Helena Matos
A mesmice é isto: chamar-se em 2018
tempo novo ao que em 2011 nos levou à falência. Só a mesmice permite a António
Costa falar como se apenas contasse com a com a sua esperteza.
“Há matérias que, pela sua natureza, convidam a consensos políticos mais amplos e acho que seria uma pena se o PSD continuasse fechado naquele casulo perdido no passado e não regressasse ao tempo presente”, diz.” Quem “diz” é António
Costa primeiro-ministro e líder do PS.
Presume-se que o “casulo
perdido no passado” tenha sido tecido no dia 4 de Outubro, de 2015, aquele em
que António Costa não só não teve a maioria absoluta, em nome da qual afastara
António José Seguro como nem sequer ganhou as eleições. Ninguém gosta de falar
das suas derrotas mas contar com o silêncio dos que ganharam e ainda por cima
querer transformar essa vitória num luto para os vencedores – «Ao Expresso, o PM diz que é preciso “respeitar o luto da direita”»
– é muito contar que os outros são parvos. E sobretudo apostar quase tudo
naquela que se tornou a sua vitória eleitoral possível depois de Outubro de
2015: ver o PSD afastar-se de Passos Coelho.
Enfrentar na próxima campanha
eleitoral o homem que o derrotou em 2015 não é aquilo que Costa mais deseja,
para mais numa campanha que, tenha ela lugar quando tiver, o obrigará a ter de
captar votos à direita. Mas, e muito para lá daquilo que vier a ser o destino
de Passos, em 2016 vemos Costa a relançar uma questão que está em cima da mesa
desde 1974: as bases do espaço político à direita do PS votam para que os seus
líderes afirmem um projecto político próprio. Contudo, à excepção de Sá
Carneiro e de Cavaco Silva, boa parte dos demais líderes sociais-democratas não
levaram a sua ambição além de conseguir sobreviver às lutas internas do seu
partido e obter o certificado de político civilizado que em Portugal apenas é
válido quando assinado por personalidades de esquerda. Um líder do PSD que
aliene e se aliene do seu eleitorado, como aconteceu com Balsemão nos anos 80,
faz parte de todos os sonhos dos dirigentes socialistas.
É desnecessário escrever que
jamais um líder do PSD teria chegado a primeiro-ministro apoiado em acordos tão
vagos quanto aqueles que o PS firmou na presente legislatura. E mais
desnecessário ainda será lembrar que teríamos manifestações diárias,
observadores internacionais e a Amnistia Internacional todos em transe com a
subversão do regime caso a nossa primeira-ministra sombra fosse não de
extrema-esquerda mas sim de extrema-direita.
Mas sendo tudo isto óbvio
temos de acrescentar um outro elemento, um elemento que permite a António Costa
falar como se apenas contasse com a sua esperteza. O elemento José Sócrates.

PROBLEMA PROPOSTO 1: Reproduz sem alterações as linhas de dados, desde a linha que contém "Annotation task: tag one point per instance of the house" até ao fim dessas linhas, com ambas as extremidades incluídas. Não incluas as imagens na resposta.

Linhas de dados:

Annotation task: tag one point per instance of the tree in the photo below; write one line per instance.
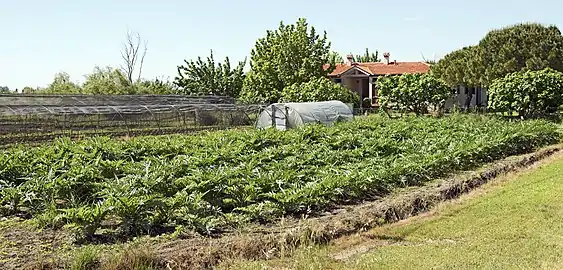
(208, 78)
(156, 87)
(131, 54)
(366, 57)
(530, 93)
(319, 89)
(62, 85)
(528, 46)
(107, 81)
(413, 92)
(461, 67)
(292, 54)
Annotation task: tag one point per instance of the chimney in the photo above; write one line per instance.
(350, 59)
(386, 57)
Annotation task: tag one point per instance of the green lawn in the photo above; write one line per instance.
(516, 223)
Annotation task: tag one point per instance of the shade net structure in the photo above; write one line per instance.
(25, 118)
(292, 115)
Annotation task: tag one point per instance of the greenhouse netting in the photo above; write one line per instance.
(292, 115)
(37, 118)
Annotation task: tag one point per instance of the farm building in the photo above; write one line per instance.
(292, 115)
(361, 78)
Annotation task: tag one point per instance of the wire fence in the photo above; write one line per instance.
(38, 118)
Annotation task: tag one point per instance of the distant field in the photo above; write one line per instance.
(216, 180)
(514, 224)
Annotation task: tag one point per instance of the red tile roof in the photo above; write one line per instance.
(382, 68)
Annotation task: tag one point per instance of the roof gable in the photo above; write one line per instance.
(356, 70)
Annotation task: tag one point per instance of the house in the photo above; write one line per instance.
(361, 78)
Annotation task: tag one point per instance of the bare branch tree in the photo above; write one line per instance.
(130, 55)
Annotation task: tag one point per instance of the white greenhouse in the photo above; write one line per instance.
(291, 115)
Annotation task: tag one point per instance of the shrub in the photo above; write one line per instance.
(413, 92)
(320, 89)
(530, 93)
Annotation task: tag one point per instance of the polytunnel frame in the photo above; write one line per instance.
(294, 114)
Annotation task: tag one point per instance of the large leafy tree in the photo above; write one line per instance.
(529, 46)
(291, 54)
(319, 89)
(210, 78)
(530, 93)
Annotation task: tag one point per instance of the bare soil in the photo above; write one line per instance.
(23, 247)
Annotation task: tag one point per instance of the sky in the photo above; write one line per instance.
(40, 38)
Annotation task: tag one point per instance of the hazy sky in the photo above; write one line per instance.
(42, 37)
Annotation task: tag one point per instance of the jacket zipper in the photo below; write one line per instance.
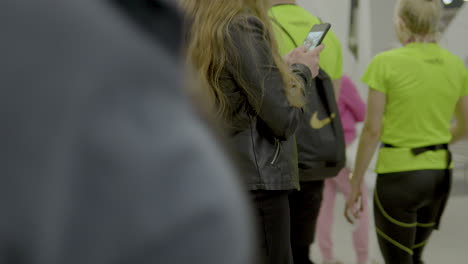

PROBLEMA PROPOSTO 2: Prolonga o artigo de opinião sobre António Costa e o PSD, começando a seguir à última frase apresentada.

RESULTADO DO EXERCÍCIO 1:
Annotation task: tag one point per instance of the house in the photo above; write one line per instance.
(361, 78)
Annotation task: tag one point per instance of the bare branch tree in the photo above; write one line per instance.
(130, 55)
Annotation task: tag one point per instance of the white greenhouse in the photo above; write one line per instance.
(291, 115)
Annotation task: tag one point per instance of the shrub in the photo above; write one line per instance.
(413, 92)
(320, 89)
(530, 93)
Annotation task: tag one point per instance of the polytunnel frame in the photo above; write one line per instance.
(294, 114)
Annotation task: tag one point per instance of the large leafy tree in the photo above; write one line per instance.
(529, 46)
(291, 54)
(319, 89)
(210, 78)
(530, 93)
Annotation task: tag one point per instance of the bare soil in the photo above; write one line per instance.
(23, 247)
Annotation task: tag one point per instance of the sky in the photo above; write one line per instance.
(40, 38)
Annotation task: tag one point per instance of the hazy sky in the photo above; write one line per instance.
(42, 37)
Annotation task: tag one point per instance of the jacket zipper in the photo below; write one line per instance.

RESULTADO DO EXERCÍCIO 2:
Sim, eu sei que parece mal referir Sócrates. Os socialistas ficam como que com
uma nevralgia mal ouvem esse nome. E os seu colegas radicais esses parecem
sofrer de engasgo súbito à simples menção do nome do antigo primeiro-ministro.
Mas fazem mal pois devem-lhe
muito. Muitíssimo mesmo. Devem-lhe o poder fazer de conta que a falência em
2011, o crescimento da despesa pública, o endividamento crescente do país…
resultaram das estapafúrdias circunstâncias de vida privada do antigo dirigente
socialista e não das políticas sufragadas pelos actuais dirigentes do PS.
Entre o pícaro dos envelopes
com garrafas, o curso assim assim, o livro escrito assim assado e o enredo das
transferências do amigo Silva deixámos de analisar e avaliar o que foi a
governação PS. Ao fulanizar-se em Sócrates o ónus dessa governação isentaram-se
de responsabilidades os governantes da época e as opções por que foram
responsáveis. Opções populistas, como o aumento da função pública em 2009,
opções demagógicas como as vias sem custos para o utilizador, opções patéticas
como rendas atribuídas às PPP. Foram essas opções e não as férias de Sócrates
em Formentera ou o apartamento em Paris que nos levaram a ter de fazer o pedido
de ajuda.
Resguardados no biombo do
“parece mal” e do “não falo de assuntos que estão em investigação”, socialistas
e seus compagnons preservaram-se de ser confrontados com as
políticas da sua governação. E agora aí andam felizes e impantes a repetir a
mesma receita com as mesmas técnicas porque a receita não foi posta em causa.
Apenas o estilo e as particularidades do então primeiro-ministro. Simbólico de
tudo isto: as medidas tomadas pelo governo PSD/CDS eram invariavelmente
justificadas pelos próprios membros desse governo através da situação de
urgência orçamental e pela pressão dos credores. Como se o governante ideal
fosse José Sócrates desde que devidamente expurgado das roupas de Rodeo Drive e
daqueles embaraços do Free Port e dos sucateiros.
A mesmice é isto: conseguir
chamar-se em 2018 tempo novo ao que em 2011 nos levou à falência. E sobreviver
ao ridículo.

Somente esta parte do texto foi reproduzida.